--- WORK INSTRUCTIONS ---
Rewrite the material below as a Markdown table with two columns, Row and Line. Put each non-blank line in its own row, numbered in order.

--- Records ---
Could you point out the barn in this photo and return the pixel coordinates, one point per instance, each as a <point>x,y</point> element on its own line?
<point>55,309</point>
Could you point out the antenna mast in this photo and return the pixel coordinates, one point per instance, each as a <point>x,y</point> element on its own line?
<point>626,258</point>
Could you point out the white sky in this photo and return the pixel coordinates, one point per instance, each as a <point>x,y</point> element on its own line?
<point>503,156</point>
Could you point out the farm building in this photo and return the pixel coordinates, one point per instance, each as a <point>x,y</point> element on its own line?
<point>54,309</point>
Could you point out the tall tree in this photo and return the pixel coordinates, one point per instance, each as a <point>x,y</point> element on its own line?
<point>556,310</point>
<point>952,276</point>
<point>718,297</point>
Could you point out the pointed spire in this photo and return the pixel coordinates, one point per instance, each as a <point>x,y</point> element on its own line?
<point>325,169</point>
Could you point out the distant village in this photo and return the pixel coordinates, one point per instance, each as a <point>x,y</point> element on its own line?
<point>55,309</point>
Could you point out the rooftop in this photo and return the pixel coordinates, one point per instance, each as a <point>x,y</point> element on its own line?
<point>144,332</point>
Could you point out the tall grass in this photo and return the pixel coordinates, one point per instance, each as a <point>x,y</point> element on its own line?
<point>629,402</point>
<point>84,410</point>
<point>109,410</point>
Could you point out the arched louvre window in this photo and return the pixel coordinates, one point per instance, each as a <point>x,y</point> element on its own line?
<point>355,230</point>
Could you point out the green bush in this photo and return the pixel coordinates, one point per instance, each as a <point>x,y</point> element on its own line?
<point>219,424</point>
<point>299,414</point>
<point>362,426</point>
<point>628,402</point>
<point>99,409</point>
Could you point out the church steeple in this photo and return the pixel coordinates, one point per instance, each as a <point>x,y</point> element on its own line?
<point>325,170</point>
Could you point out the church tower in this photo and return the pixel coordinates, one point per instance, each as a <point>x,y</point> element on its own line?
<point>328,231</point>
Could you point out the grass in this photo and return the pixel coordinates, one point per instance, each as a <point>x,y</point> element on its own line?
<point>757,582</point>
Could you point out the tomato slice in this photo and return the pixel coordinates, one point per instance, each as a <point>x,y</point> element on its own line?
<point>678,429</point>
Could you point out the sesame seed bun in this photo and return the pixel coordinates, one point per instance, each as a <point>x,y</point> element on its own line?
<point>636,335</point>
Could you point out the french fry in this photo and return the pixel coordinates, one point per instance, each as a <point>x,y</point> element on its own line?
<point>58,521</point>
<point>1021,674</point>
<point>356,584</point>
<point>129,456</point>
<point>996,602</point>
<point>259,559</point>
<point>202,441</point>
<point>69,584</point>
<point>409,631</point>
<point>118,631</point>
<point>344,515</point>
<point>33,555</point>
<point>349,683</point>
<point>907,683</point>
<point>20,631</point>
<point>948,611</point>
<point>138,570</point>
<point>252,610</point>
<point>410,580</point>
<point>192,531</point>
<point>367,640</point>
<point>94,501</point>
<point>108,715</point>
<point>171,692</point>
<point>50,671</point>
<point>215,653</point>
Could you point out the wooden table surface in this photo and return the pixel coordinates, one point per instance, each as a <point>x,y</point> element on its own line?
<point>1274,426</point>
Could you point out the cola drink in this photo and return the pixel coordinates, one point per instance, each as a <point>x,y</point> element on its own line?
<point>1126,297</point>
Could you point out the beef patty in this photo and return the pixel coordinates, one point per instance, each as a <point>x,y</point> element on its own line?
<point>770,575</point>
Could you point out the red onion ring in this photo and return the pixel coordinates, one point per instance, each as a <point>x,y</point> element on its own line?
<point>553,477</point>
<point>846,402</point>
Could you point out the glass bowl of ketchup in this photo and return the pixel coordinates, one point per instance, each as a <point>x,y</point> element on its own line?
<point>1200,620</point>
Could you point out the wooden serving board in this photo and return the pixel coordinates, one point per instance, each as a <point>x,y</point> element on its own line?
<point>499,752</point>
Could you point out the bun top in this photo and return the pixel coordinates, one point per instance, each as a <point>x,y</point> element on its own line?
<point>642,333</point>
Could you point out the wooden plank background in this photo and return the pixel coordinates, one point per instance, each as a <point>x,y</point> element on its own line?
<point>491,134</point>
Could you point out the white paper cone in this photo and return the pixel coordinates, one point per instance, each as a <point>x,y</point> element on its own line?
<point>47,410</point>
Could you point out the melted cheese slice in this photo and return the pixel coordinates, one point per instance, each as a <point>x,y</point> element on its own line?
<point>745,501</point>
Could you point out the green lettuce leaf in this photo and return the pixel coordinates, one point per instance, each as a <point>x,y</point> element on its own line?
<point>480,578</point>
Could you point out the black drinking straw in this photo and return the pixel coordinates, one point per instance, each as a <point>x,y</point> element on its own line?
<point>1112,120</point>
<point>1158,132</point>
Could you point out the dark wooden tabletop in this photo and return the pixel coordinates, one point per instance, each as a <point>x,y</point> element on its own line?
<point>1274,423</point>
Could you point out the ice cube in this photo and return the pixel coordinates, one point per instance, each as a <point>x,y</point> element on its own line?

--- SOLUTION FOR THIS TASK ---
| Row | Line |
|---|---|
| 1 | Could you point out the barn in this photo and return the pixel coordinates, one point per instance, each as a <point>x,y</point> element on its own line? |
| 2 | <point>55,309</point> |
| 3 | Could you point out the antenna mast in this photo and return the pixel coordinates, one point per instance, each as a <point>x,y</point> element on its own line? |
| 4 | <point>626,258</point> |
| 5 | Could you point out the white sky in this photo and return the pixel coordinates, one point per instance, each as a <point>x,y</point> element on its own line? |
| 6 | <point>503,156</point> |
| 7 | Could you point out the farm building in this photo and return the pixel coordinates, one point per instance, each as a <point>x,y</point> element on its own line? |
| 8 | <point>54,309</point> |
| 9 | Could you point out the tall tree in this photo and return the pixel coordinates, one point per instance, each as a <point>x,y</point> element on its own line? |
| 10 | <point>556,310</point> |
| 11 | <point>952,276</point> |
| 12 | <point>718,297</point> |
| 13 | Could you point out the pointed spire in this photo and return the pixel coordinates, one point per instance, each as a <point>x,y</point> element on its own line? |
| 14 | <point>325,169</point> |
| 15 | Could you point out the distant village in this photo and return the pixel coordinates, one point per instance, each as a <point>x,y</point> element on its own line? |
| 16 | <point>55,309</point> |
| 17 | Could you point out the rooftop in this photo and return the pixel coordinates, one point per instance, each as a <point>x,y</point> element on its own line? |
| 18 | <point>144,332</point> |
| 19 | Could you point out the tall grass in this photo and return the pixel coordinates, one point per instance, each as a <point>x,y</point> element on its own line? |
| 20 | <point>629,402</point> |
| 21 | <point>84,410</point> |
| 22 | <point>109,410</point> |
| 23 | Could you point out the arched louvre window in this photo and return the pixel coordinates, one point per instance, each as a <point>x,y</point> element on its own line? |
| 24 | <point>355,230</point> |
| 25 | Could you point out the green bush in this photo and return the pixel coordinates, one point per instance, each as a <point>x,y</point> element on its own line? |
| 26 | <point>219,424</point> |
| 27 | <point>299,414</point> |
| 28 | <point>362,426</point> |
| 29 | <point>628,402</point> |
| 30 | <point>99,409</point> |
| 31 | Could you point out the church steeple in this photo and return the pixel coordinates, one point per instance, each as a <point>x,y</point> element on its own line? |
| 32 | <point>325,170</point> |
| 33 | Could you point out the church tower in this photo and return the pixel coordinates, one point per instance, each as a <point>x,y</point> element on its own line? |
| 34 | <point>328,231</point> |
| 35 | Could you point out the grass in this photo and return the pixel coordinates, one point per instance, each as a <point>x,y</point> element on its own line? |
| 36 | <point>757,582</point> |
| 37 | Could you point out the tomato slice in this photo and return the pixel coordinates, one point per instance, each as a <point>x,y</point> element on its own line? |
| 38 | <point>678,429</point> |
| 39 | Could you point out the sesame seed bun in this photo and return the pixel coordinates, one point per instance, each as a <point>x,y</point> element on its own line? |
| 40 | <point>636,335</point> |
| 41 | Could you point out the french fry in this photo and return the pixel coordinates, one point per instance, each as a <point>x,y</point> element on its own line? |
| 42 | <point>58,521</point> |
| 43 | <point>1021,674</point> |
| 44 | <point>356,584</point> |
| 45 | <point>129,456</point> |
| 46 | <point>996,602</point> |
| 47 | <point>259,559</point> |
| 48 | <point>202,441</point> |
| 49 | <point>69,584</point> |
| 50 | <point>409,631</point> |
| 51 | <point>118,631</point> |
| 52 | <point>344,515</point> |
| 53 | <point>33,555</point> |
| 54 | <point>349,683</point> |
| 55 | <point>907,683</point> |
| 56 | <point>20,631</point> |
| 57 | <point>948,611</point> |
| 58 | <point>138,570</point> |
| 59 | <point>252,610</point> |
| 60 | <point>410,580</point> |
| 61 | <point>192,531</point> |
| 62 | <point>367,640</point> |
| 63 | <point>94,501</point> |
| 64 | <point>108,715</point> |
| 65 | <point>171,692</point> |
| 66 | <point>50,671</point> |
| 67 | <point>215,653</point> |
| 68 | Could you point out the wooden table surface in this photo and return the pixel coordinates, one point per instance, each as a <point>x,y</point> element on its own line? |
| 69 | <point>1274,426</point> |
| 70 | Could you point out the cola drink in this photo and return the pixel coordinates, one point per instance, each as a <point>x,y</point> element on its own line? |
| 71 | <point>1126,297</point> |
| 72 | Could you point out the beef patty in this photo and return the pixel coordinates, one point per instance, each as a <point>x,y</point> element on its own line? |
| 73 | <point>770,575</point> |
| 74 | Could you point out the red onion ring in this photo and return the pixel coordinates, one point per instance, each as a <point>x,y</point> element on its own line? |
| 75 | <point>553,477</point> |
| 76 | <point>846,402</point> |
| 77 | Could you point out the glass bowl of ketchup in this photo and return the pixel coordinates, one point per instance, each as a <point>x,y</point> element on its own line? |
| 78 | <point>1200,620</point> |
| 79 | Could you point out the wooden serving board in this photo and return the pixel coordinates, one point per instance, each as a <point>x,y</point> element on its own line? |
| 80 | <point>499,752</point> |
| 81 | Could you point out the bun top in this photo and return the pixel coordinates, one point per instance, each as a <point>x,y</point> element on its own line? |
| 82 | <point>642,333</point> |
| 83 | Could you point out the wooden plank background in this photo and return the pixel coordinates, one point per instance, each as a <point>x,y</point> element on its own line? |
| 84 | <point>491,134</point> |
| 85 | Could you point out the white paper cone in this photo and return the pixel coordinates, one point per instance, each as a <point>x,y</point> element on its own line? |
| 86 | <point>47,410</point> |
| 87 | Could you point out the melted cheese slice in this photo and return the pixel coordinates, one point per instance, each as a <point>x,y</point> element on its own line? |
| 88 | <point>745,501</point> |
| 89 | Could you point out the green lettuce leaf in this photo and return the pixel coordinates, one point per instance, each as a <point>x,y</point> element on its own line? |
| 90 | <point>480,578</point> |
| 91 | Could you point out the black drinking straw in this photo and return the pixel coordinates, one point per instance, each as a <point>x,y</point> element on its own line? |
| 92 | <point>1112,120</point> |
| 93 | <point>1158,132</point> |
| 94 | Could you point out the dark wooden tabletop in this photo and return the pixel coordinates, one point per instance, each as a <point>x,y</point> element on its own line? |
| 95 | <point>1274,423</point> |
| 96 | Could you point out the ice cube in this photo and return the pixel coordinates, one point per instance, each as a <point>x,y</point> element on its own line? |